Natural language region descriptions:
____

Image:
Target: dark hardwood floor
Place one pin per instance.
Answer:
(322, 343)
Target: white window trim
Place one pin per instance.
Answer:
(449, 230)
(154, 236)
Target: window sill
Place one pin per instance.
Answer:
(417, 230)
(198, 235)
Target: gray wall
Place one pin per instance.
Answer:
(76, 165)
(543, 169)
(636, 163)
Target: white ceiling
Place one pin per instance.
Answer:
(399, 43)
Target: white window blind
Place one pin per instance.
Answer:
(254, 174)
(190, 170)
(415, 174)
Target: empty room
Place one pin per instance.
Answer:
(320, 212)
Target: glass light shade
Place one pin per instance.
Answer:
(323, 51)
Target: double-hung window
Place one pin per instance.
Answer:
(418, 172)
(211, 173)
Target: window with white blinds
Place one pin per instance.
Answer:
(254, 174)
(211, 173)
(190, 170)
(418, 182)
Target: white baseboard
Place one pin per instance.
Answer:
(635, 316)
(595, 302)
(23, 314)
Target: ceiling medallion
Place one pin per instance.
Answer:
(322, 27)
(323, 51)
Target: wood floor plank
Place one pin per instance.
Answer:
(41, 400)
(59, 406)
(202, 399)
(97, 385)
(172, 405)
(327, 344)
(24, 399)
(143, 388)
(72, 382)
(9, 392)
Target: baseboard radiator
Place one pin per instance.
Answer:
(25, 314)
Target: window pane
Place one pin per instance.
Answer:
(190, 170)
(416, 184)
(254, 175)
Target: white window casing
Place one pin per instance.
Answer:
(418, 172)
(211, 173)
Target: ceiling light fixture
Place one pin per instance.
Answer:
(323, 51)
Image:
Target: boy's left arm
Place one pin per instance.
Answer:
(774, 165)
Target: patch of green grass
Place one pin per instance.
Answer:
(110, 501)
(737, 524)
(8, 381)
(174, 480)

____

#### [ACTION ITEM]
Every record needs to be reproduced exactly, with none skipped.

#### [ANSWER SECTION]
Image:
Target: dark hardwood floor
Place one pin per instance.
Answer:
(322, 343)
Target: white window trim
Place one pin per instance.
Answer:
(449, 230)
(154, 236)
Target: window sill
Place one pin per instance.
Answer:
(417, 230)
(198, 235)
Target: gray wall
Place one pin per instance.
Answer:
(76, 165)
(543, 169)
(636, 163)
Target: white ceiling
Place one pin per instance.
Answer:
(399, 43)
Target: white window blind
Place one pin per instance.
Answer:
(254, 174)
(190, 170)
(415, 174)
Target: empty room
Place one pin per instance.
Answer:
(320, 212)
Target: glass light shade
Place one pin per instance.
Answer:
(323, 51)
Target: double-hung window
Place one pin per instance.
Answer:
(418, 172)
(211, 173)
Target: window with white blinds
Place one pin per instance.
Answer:
(254, 174)
(211, 173)
(190, 170)
(418, 182)
Target: white baseboard
Place one pin per instance.
Answer:
(635, 316)
(595, 302)
(23, 314)
Target: ceiling medallion
Place one pin per instance.
Answer:
(322, 27)
(323, 51)
Target: wood floor plank
Place one pin per instance.
Answer:
(41, 400)
(59, 406)
(202, 399)
(97, 385)
(172, 405)
(327, 344)
(24, 399)
(143, 388)
(72, 382)
(9, 392)
Target: baseboard radiator
Place one pin per instance.
Answer:
(25, 314)
Target: window pane
Place one pin per instance.
Answer:
(190, 170)
(416, 184)
(254, 175)
Target: white window casing
Place one pin per instance.
Answer:
(418, 172)
(211, 173)
Target: ceiling light fixture
Place one pin per instance.
Answer:
(323, 51)
Image:
Target: boy's left arm
Place one pin per instance.
Answer:
(774, 165)
Target: patch of green grass
Place one pin per instance.
Answer:
(110, 501)
(737, 524)
(8, 381)
(174, 480)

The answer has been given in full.